▶ [What you should do]:
List each line in the records below that contains the word "black". Case matters.
☆ ☆ ☆ ☆
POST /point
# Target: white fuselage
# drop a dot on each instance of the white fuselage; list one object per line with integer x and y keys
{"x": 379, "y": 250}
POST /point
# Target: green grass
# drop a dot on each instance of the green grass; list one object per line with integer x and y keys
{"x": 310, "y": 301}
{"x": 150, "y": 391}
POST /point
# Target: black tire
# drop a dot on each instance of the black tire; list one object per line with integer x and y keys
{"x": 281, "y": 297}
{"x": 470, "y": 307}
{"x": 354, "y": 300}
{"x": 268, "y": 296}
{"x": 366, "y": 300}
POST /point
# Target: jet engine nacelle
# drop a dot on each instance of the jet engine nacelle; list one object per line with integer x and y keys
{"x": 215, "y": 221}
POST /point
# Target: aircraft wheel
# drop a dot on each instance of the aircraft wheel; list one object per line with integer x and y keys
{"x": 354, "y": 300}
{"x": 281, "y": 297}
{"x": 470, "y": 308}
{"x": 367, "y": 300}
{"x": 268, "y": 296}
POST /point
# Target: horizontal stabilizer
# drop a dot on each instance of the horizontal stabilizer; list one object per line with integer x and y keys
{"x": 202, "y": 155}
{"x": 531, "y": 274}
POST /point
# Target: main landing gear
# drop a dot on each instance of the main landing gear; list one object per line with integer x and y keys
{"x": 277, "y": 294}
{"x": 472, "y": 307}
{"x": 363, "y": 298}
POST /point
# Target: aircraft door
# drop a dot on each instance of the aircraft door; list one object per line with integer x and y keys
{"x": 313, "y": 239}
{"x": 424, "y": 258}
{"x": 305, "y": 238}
☆ ☆ ☆ ☆
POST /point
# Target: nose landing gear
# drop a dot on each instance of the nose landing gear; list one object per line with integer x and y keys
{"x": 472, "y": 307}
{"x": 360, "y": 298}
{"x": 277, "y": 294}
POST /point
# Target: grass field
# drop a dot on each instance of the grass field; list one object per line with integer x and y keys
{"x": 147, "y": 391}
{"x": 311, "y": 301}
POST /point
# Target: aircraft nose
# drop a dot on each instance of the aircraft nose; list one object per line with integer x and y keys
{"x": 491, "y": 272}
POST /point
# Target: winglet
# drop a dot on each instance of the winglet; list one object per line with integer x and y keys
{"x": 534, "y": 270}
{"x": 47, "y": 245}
☆ ☆ ☆ ☆
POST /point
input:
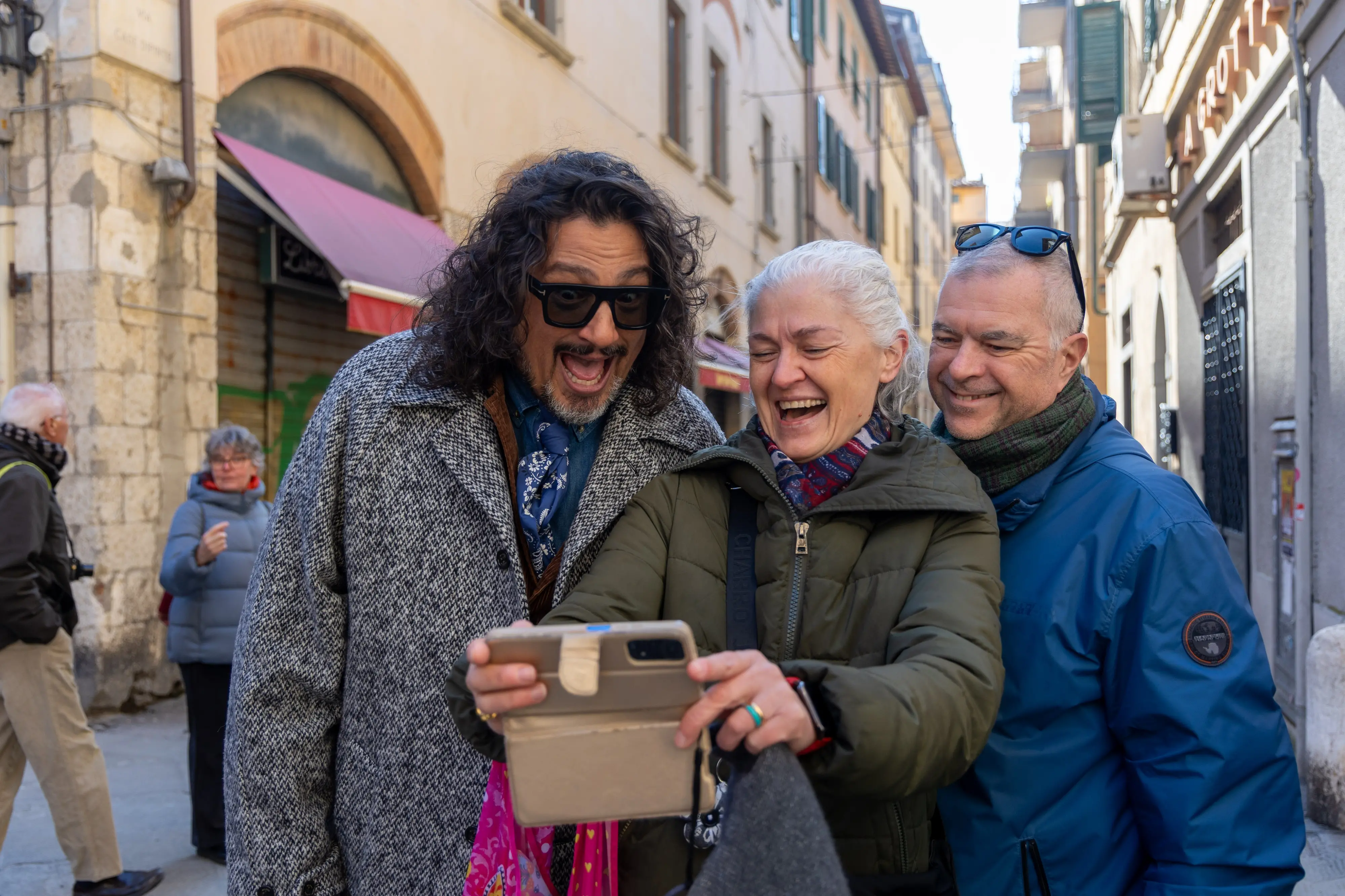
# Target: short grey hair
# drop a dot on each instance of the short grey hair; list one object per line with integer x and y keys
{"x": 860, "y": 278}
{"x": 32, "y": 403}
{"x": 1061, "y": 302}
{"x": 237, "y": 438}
☆ ☆ ☆ ☆
▶ [The reply]:
# Target: black tire
# drop a dot on each instance of the black tire; list one object per line with integer x and y keys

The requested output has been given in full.